• [Written instruction] From the line that includes "downspout in the photo above. Give pixel coordinates." to the last line of the records, inclusive, repeat each line exactly.

• [Supplied information]
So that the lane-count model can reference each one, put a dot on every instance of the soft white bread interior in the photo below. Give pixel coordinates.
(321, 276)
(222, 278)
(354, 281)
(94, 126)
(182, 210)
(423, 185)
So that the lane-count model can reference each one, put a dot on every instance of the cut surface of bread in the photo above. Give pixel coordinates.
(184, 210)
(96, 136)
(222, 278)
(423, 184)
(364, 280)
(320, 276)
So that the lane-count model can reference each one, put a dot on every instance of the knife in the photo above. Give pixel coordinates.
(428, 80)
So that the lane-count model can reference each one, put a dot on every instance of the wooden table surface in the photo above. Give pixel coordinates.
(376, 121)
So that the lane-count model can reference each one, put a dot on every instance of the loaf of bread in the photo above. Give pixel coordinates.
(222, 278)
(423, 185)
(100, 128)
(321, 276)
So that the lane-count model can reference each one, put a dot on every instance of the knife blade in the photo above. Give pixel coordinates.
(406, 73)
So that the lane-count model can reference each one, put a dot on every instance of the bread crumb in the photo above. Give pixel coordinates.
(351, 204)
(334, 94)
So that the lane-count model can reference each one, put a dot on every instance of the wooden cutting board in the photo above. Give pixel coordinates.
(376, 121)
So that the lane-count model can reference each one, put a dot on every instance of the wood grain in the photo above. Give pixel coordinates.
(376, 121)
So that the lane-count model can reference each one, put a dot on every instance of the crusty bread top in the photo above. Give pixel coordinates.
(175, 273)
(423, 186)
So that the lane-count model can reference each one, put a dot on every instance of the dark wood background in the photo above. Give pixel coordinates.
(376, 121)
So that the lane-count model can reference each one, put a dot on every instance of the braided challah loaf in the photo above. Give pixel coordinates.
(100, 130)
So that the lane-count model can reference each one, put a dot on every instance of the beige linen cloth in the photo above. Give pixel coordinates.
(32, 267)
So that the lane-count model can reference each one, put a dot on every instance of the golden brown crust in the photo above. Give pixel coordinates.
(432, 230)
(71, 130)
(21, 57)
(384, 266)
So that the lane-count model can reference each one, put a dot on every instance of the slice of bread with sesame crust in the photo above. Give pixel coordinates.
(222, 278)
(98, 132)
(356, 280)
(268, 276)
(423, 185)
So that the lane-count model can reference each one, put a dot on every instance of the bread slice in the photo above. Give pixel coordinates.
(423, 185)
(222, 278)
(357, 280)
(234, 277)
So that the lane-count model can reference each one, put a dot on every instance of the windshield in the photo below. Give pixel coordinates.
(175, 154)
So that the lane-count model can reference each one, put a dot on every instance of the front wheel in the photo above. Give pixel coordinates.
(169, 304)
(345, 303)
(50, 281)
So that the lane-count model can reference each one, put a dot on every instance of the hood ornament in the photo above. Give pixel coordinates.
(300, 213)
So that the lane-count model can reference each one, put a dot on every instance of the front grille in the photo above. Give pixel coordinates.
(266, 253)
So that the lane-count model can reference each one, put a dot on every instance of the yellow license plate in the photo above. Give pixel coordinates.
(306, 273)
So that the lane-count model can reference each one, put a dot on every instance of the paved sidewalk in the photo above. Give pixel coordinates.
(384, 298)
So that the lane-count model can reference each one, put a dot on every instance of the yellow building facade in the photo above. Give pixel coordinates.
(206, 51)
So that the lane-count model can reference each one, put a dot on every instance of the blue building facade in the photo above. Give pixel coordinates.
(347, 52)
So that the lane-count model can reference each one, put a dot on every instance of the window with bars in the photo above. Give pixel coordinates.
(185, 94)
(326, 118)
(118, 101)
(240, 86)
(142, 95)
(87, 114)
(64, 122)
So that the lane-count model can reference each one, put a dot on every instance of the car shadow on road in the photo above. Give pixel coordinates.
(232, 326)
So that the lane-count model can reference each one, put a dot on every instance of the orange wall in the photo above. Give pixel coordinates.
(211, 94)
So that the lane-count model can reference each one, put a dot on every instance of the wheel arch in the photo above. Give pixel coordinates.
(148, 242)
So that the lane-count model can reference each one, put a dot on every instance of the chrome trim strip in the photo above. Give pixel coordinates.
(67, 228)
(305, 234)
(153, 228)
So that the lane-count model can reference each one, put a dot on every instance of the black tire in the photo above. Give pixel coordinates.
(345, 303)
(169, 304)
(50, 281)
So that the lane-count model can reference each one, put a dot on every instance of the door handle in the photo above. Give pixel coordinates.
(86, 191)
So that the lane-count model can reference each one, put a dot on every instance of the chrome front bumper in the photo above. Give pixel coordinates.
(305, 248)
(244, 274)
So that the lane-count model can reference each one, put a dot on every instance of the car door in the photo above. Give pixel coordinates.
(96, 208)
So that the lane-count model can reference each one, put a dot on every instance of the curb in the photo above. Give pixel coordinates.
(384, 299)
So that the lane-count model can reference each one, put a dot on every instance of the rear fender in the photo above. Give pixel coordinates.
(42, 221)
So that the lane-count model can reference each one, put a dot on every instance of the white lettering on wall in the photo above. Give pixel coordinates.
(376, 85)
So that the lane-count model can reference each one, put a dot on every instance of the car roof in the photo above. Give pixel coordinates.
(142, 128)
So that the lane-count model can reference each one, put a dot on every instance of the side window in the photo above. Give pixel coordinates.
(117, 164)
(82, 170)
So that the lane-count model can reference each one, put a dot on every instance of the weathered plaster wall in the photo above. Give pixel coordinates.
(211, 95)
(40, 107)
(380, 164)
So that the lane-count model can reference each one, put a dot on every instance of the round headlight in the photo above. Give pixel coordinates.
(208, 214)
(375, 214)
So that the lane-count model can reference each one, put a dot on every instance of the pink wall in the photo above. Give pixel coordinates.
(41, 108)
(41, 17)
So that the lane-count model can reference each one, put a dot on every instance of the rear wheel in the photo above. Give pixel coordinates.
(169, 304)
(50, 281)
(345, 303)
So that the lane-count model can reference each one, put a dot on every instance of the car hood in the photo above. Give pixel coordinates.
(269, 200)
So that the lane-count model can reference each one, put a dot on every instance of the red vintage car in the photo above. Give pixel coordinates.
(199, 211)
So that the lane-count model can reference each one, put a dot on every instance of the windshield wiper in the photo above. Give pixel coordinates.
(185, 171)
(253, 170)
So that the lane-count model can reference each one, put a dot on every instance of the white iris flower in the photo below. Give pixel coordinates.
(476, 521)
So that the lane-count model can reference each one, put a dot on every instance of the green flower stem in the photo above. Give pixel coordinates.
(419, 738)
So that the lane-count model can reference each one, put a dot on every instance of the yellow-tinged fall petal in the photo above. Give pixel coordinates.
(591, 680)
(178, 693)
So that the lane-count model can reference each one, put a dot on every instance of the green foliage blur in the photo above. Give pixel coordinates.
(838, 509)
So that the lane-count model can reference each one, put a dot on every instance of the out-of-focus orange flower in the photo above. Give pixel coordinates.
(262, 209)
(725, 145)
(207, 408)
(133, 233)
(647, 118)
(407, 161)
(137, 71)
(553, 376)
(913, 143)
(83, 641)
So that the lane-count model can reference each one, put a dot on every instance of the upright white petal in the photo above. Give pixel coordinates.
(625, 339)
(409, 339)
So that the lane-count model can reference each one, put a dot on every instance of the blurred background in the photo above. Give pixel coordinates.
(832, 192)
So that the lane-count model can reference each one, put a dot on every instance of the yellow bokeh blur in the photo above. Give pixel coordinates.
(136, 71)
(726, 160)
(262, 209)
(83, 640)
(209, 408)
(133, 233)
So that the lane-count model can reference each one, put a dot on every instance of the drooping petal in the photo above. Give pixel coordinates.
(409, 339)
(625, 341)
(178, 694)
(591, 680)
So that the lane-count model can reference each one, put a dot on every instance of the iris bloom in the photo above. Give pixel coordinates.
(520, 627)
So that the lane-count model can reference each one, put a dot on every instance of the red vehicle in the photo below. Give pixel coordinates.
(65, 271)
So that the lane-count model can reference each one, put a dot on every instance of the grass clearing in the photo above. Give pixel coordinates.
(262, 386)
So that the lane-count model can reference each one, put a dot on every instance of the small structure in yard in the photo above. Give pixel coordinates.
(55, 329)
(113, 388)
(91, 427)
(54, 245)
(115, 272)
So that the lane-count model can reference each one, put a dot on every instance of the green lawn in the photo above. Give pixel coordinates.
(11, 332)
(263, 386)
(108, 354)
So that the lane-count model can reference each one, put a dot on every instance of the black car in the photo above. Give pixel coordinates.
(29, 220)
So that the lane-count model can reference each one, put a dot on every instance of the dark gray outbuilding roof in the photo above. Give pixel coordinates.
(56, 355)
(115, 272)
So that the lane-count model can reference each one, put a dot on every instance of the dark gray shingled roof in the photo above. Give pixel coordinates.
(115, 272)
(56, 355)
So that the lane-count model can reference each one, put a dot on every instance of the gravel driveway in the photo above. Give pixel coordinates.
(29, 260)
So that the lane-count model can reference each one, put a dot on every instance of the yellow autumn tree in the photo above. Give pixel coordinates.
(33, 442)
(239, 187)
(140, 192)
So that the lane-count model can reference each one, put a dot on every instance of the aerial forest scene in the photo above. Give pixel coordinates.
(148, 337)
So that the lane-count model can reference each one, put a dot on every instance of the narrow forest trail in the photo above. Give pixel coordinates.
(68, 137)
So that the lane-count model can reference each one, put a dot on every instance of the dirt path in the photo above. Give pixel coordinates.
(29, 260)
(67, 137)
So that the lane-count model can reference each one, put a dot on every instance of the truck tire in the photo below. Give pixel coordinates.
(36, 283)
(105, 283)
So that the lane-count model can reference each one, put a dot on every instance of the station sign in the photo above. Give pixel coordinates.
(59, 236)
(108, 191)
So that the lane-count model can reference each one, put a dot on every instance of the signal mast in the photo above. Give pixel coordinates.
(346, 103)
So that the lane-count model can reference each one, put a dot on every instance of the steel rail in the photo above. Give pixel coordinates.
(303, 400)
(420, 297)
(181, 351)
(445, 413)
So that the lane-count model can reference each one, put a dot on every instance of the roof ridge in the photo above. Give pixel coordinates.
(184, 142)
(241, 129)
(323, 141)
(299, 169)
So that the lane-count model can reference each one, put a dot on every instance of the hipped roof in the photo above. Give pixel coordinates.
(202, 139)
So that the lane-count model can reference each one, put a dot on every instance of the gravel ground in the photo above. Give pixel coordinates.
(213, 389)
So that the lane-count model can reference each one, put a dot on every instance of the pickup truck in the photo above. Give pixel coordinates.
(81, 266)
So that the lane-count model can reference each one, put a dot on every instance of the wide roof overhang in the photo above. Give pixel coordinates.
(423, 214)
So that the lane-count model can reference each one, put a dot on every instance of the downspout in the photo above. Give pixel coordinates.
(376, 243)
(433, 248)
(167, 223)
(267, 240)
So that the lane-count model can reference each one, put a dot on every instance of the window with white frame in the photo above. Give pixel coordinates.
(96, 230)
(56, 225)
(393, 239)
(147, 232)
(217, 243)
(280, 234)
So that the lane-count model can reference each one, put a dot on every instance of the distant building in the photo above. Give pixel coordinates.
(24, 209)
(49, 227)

• [Solution to the exercise]
So that the lane-count model can reference each one, put a dot on every instance of the downspout in the photo above. Give pixel coordinates.
(376, 243)
(433, 248)
(167, 223)
(267, 240)
So that the lane-count model can reference each one, put a dot on every instance of the window with white frame in the photo above. Give pixel coordinates.
(96, 230)
(56, 225)
(393, 239)
(147, 232)
(217, 243)
(280, 234)
So that the lane-count model can reference each one, put a dot on every instance of the distant building in the photo above. Give pixel coordinates.
(24, 209)
(49, 227)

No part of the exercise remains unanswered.